§ OBJETIVOS:
A. Resuma em duas frases o texto sobre o disco Letrux como mulher girafa.
B. Prossiga o texto sobre o disco Letrux como mulher girafa, começando logo após a última frase.

§ TRECHO DO DOCUMENTO:
Dá pra ouvir um tom de Clementina de Jesus nos vocais incorporados de Letícia Novaes (a popular Letrux) em As feras, essas queridas, primeira música completa desse Letrux como mulher girafa – aberto na verdade pela pequena Introdução ao reino animal, a primeira das seis vinhetas que aparecem no álbum.

O terceiro disco dela traz um leque bem aberto de referências, e foi gravado com um apuro técnico bem mais evidente que os anteriores (ainda que a estreia Letrux em noite de climão seja uma das melhores descobertas nacionais musicais da década anterior). Principalmente, é trilhado num corredor oitentista que faz imaginar uma música como Louva deusa, lembrando um misto de Cindy Lauper e Pretenders, como uma pérola recolhida de alguma suposta e antiga trilha de novela. Ou Crocodilo como uma novidade linkada a Gang 90 e ao Remota batucada, de May East (por acaso uma ex-Gang). Tem também o blues bem feito de Formiga e Lulu Santos soltando a voz em Zebra, tecnopop especial para fãs do Depeche Mode ou da fase maldita do Human League.

§ MATERIAL EXIBIDO:
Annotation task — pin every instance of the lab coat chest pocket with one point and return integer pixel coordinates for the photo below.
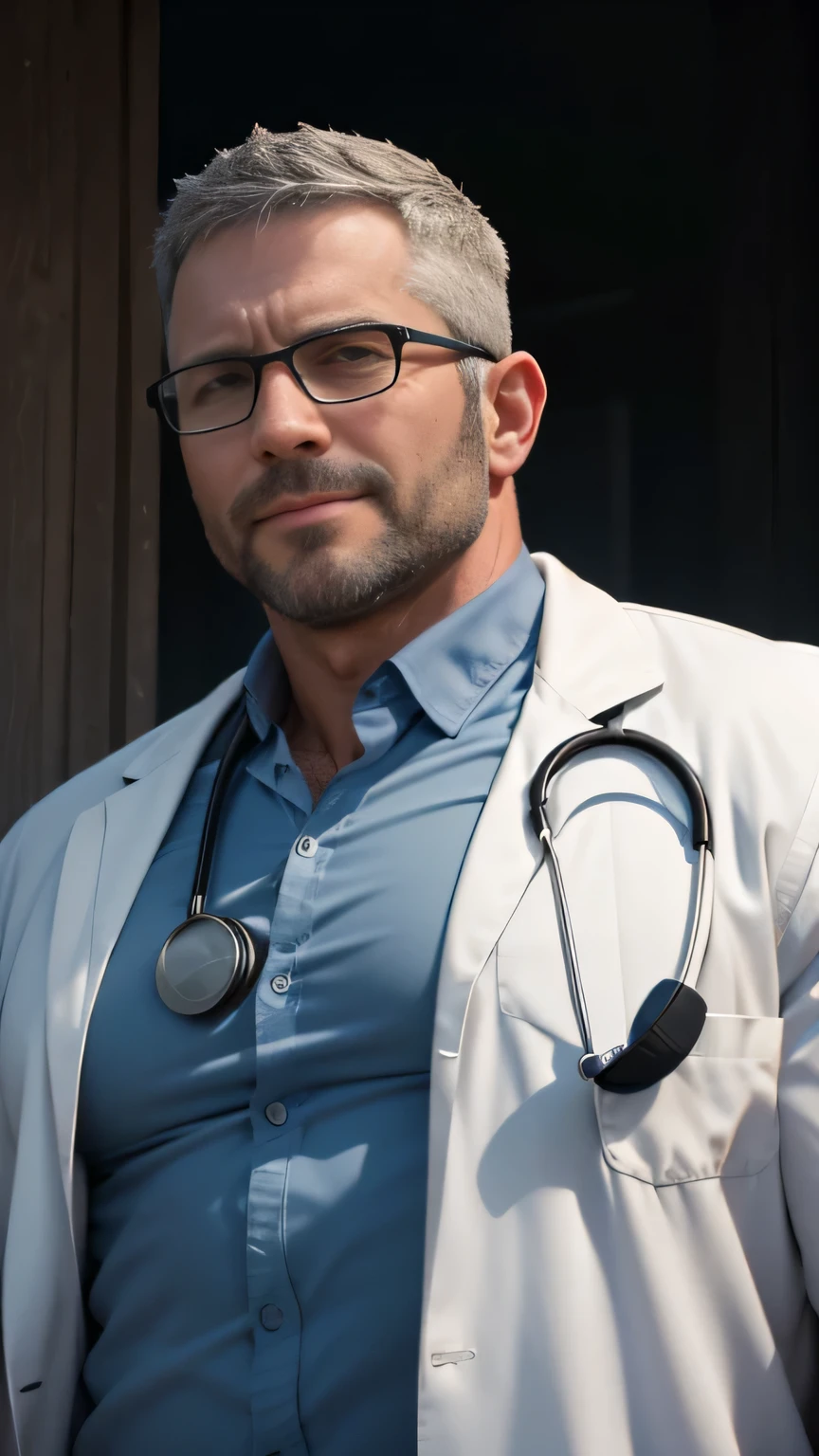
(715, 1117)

---

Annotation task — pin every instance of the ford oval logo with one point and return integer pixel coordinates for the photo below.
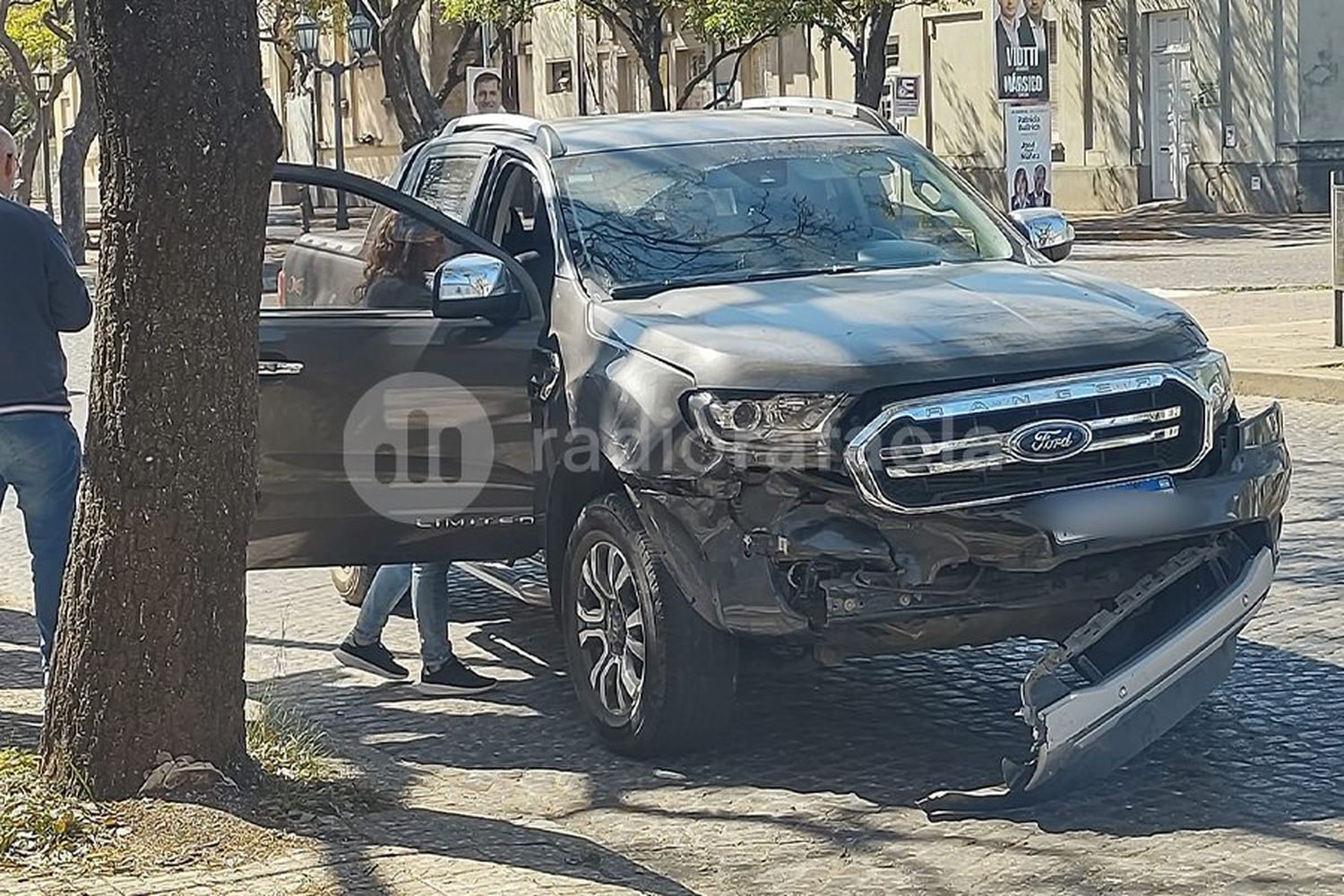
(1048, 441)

==

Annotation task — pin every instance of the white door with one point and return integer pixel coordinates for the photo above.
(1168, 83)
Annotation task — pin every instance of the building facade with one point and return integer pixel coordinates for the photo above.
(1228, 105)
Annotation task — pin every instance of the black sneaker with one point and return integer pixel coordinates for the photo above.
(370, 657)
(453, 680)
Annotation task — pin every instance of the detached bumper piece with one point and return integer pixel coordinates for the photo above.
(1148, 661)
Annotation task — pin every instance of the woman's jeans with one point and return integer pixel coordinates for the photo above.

§ RESPOSTAS:
A. Letrux como mulher girafa, terceiro disco de Letícia Novaes, a Letrux, tem seis vinhetas e foi gravado com um apuro técnico bem mais evidente que os anteriores. O álbum reúne um leque bem aberto de referências e segue principalmente um corredor oitentista, em faixas como Louva deusa, Crocodilo e Zebra.

B.
Como mulher girafa é repleto de canções com nomes de animais, o que dá uma aparência de “disco de música infantil para adultos”. Não é isso: o álbum usa o mundo animal para comentar sobre complexidades humanas do dia a dia. E mexe com emoções impulsivas, relacionamentos que deixam marcas estranhas, um pouco de iluminação após a destruição (“bora fazer nossa teia e se alguém cair/bora não enlouquecer, bora não destruir/vamo ajeitar, reparar e consertar”, em Aranha), luta, prazer e amor (“o que a cabeça deseja não cabe no dia/e de noite ela tem que brincar”, Leões). São compreensões e construções poéticas de gente grande, transformando o disco novo de Letrux numa ilha de pop adulto num mercado cada vez mais preocupado em parecer mais jovem. Não é por acaso que Como mulher girafa é dedicado a Rita Lee, que até o fim da vida zoou com o discurso etarista e inseriu perspectivas de renovação pessoal na música pop brasileira.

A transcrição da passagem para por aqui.